**WORK TO COMPLETE:**
Return every line below that contains the string "saddle", reproducing each such line in full.

------

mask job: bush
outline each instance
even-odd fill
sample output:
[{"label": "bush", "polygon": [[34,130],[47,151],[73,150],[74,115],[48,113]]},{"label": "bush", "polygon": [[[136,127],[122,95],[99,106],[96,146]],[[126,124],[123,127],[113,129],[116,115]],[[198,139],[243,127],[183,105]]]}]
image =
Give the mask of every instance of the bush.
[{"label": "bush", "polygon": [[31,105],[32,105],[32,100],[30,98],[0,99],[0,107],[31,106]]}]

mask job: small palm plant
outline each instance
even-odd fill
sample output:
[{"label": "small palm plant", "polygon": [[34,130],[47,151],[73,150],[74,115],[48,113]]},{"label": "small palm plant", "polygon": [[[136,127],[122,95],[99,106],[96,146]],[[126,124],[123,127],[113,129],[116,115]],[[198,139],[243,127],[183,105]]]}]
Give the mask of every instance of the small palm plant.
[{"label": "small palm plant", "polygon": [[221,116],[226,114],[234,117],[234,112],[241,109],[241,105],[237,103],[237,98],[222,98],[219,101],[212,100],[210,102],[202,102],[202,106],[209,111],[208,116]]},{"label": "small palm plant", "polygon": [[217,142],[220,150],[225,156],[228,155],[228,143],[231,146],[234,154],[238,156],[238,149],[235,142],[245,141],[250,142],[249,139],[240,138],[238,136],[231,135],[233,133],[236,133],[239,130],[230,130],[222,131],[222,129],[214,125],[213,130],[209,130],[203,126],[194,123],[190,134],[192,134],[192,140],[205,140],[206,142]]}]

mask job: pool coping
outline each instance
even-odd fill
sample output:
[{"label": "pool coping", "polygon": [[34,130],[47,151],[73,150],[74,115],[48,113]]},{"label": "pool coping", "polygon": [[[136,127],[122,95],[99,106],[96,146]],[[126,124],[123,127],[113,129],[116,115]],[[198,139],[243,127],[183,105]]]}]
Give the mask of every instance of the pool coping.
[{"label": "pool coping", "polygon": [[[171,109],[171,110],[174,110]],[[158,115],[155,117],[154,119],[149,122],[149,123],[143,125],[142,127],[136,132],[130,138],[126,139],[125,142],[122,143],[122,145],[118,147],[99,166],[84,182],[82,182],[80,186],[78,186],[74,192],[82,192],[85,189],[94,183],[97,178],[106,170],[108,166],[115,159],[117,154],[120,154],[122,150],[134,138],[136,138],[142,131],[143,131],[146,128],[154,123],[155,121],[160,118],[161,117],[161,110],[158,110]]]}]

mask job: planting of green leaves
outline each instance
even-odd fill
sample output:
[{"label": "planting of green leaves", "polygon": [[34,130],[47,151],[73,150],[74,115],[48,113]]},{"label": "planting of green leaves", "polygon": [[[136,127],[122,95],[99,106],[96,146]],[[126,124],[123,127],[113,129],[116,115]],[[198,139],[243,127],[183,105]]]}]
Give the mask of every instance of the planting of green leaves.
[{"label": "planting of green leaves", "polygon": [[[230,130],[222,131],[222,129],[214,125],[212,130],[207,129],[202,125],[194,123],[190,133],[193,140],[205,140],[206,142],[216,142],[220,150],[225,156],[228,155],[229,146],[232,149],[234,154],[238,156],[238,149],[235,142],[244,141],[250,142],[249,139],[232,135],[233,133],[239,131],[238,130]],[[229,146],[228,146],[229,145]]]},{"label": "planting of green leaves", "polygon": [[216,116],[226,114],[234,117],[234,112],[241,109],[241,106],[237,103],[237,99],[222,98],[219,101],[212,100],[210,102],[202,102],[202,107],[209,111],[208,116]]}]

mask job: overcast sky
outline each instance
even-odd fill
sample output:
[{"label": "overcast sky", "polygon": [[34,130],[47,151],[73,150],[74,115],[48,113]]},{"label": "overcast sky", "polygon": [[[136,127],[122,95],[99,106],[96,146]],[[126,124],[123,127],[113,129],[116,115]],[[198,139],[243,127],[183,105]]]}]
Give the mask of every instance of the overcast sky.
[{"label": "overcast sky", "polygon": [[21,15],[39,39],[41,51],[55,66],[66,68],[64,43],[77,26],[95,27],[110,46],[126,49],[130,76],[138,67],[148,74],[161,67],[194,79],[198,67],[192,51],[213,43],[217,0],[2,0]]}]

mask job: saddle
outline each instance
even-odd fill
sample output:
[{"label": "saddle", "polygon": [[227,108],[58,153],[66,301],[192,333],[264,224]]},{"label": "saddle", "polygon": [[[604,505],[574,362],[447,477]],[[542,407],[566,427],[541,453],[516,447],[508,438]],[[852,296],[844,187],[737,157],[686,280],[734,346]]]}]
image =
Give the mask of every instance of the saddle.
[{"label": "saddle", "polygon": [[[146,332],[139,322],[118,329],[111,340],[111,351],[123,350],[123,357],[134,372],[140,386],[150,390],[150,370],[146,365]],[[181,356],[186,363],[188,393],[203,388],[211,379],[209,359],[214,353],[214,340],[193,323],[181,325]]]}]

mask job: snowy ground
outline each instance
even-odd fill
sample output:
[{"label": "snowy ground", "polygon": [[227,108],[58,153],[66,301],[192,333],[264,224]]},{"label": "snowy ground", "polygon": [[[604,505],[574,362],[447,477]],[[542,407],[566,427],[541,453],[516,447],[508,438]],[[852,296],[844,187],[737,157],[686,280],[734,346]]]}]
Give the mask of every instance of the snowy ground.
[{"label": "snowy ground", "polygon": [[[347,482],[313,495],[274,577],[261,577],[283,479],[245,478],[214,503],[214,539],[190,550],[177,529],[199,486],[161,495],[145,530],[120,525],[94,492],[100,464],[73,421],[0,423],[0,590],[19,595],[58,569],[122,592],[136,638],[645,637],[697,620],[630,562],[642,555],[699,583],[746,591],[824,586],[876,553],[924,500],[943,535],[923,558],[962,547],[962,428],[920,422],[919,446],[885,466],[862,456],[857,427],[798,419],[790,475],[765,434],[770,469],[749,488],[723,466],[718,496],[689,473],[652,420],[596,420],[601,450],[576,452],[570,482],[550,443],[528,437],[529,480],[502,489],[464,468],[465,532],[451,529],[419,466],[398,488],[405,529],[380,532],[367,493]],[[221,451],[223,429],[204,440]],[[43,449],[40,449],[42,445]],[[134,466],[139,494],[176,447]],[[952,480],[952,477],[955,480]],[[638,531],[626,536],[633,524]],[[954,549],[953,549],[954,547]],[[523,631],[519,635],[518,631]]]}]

------

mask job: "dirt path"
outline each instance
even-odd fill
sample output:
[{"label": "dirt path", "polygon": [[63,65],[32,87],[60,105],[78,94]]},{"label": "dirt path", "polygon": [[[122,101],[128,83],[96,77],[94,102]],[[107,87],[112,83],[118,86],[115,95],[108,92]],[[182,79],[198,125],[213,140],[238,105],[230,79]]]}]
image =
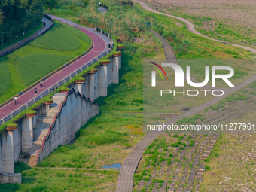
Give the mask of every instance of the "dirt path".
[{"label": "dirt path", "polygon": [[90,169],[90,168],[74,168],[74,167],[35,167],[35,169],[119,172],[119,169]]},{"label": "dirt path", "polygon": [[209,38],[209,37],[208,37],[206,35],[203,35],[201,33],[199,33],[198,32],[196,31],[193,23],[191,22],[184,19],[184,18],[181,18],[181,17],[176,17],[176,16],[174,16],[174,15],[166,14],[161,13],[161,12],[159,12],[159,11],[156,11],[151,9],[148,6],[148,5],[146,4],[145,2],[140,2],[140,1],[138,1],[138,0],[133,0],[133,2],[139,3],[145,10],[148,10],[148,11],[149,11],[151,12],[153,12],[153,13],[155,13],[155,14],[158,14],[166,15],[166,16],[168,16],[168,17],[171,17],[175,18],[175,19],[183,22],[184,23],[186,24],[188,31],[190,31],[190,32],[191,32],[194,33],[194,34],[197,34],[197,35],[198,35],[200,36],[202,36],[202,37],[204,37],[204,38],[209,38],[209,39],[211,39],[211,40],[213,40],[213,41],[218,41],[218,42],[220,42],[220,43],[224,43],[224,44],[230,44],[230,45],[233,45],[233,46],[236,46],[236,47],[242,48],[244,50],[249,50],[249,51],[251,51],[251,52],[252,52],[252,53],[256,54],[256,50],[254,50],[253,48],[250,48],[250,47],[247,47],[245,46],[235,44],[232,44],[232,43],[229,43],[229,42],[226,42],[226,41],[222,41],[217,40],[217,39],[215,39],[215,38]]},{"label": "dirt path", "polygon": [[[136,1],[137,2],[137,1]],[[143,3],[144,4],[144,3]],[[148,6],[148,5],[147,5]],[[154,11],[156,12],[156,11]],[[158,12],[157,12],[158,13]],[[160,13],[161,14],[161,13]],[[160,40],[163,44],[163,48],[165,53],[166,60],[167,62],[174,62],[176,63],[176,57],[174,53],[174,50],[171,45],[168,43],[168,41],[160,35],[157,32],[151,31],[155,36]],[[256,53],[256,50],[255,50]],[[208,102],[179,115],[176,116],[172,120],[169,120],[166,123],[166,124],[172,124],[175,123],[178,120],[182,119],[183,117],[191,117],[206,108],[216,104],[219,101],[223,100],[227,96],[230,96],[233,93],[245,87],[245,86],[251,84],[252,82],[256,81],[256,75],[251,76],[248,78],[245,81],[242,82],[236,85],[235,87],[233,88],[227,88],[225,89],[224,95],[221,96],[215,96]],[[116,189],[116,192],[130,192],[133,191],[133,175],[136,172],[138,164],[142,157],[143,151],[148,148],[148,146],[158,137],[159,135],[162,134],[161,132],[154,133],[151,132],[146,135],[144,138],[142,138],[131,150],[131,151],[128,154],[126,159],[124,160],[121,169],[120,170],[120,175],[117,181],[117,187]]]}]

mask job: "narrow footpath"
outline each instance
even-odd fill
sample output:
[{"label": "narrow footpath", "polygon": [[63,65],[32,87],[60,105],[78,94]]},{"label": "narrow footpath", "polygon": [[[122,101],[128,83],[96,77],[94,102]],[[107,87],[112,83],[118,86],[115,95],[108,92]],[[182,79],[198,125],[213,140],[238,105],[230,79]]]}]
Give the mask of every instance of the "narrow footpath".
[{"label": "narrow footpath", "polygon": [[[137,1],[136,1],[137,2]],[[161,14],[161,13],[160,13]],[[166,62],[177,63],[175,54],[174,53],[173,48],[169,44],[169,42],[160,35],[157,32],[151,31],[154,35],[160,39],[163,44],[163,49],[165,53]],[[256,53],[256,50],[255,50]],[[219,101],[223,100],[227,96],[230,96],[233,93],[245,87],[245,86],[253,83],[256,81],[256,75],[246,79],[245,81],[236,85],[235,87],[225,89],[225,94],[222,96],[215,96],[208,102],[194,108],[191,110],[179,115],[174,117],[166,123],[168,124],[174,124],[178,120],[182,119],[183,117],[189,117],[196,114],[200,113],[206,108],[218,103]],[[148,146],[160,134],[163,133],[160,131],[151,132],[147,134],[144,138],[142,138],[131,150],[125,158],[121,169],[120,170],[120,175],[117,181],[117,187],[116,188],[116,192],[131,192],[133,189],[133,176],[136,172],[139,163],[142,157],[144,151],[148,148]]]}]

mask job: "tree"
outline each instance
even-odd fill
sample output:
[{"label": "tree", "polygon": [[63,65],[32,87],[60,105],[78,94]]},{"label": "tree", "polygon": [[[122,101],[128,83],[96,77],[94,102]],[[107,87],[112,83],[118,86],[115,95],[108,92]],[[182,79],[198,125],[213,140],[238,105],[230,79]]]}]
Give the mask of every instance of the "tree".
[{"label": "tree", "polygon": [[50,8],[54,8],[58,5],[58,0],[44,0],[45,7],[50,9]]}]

------

**SOLUTION TO THIS PROBLEM:**
mask job: saddle
[{"label": "saddle", "polygon": [[227,108],[58,153],[66,301],[192,333],[264,224]]},{"label": "saddle", "polygon": [[[604,505],[574,362],[447,477]],[[542,407],[566,427],[541,453],[516,447],[508,438]],[[852,296],[844,187],[737,157],[686,280],[734,346]]]}]
Give the mask of every instance of the saddle.
[{"label": "saddle", "polygon": [[[146,332],[139,322],[118,329],[111,340],[111,351],[123,350],[123,357],[134,372],[140,386],[150,390],[150,370],[146,365]],[[181,356],[186,363],[188,393],[203,388],[211,379],[209,359],[214,353],[214,340],[193,323],[181,325]]]}]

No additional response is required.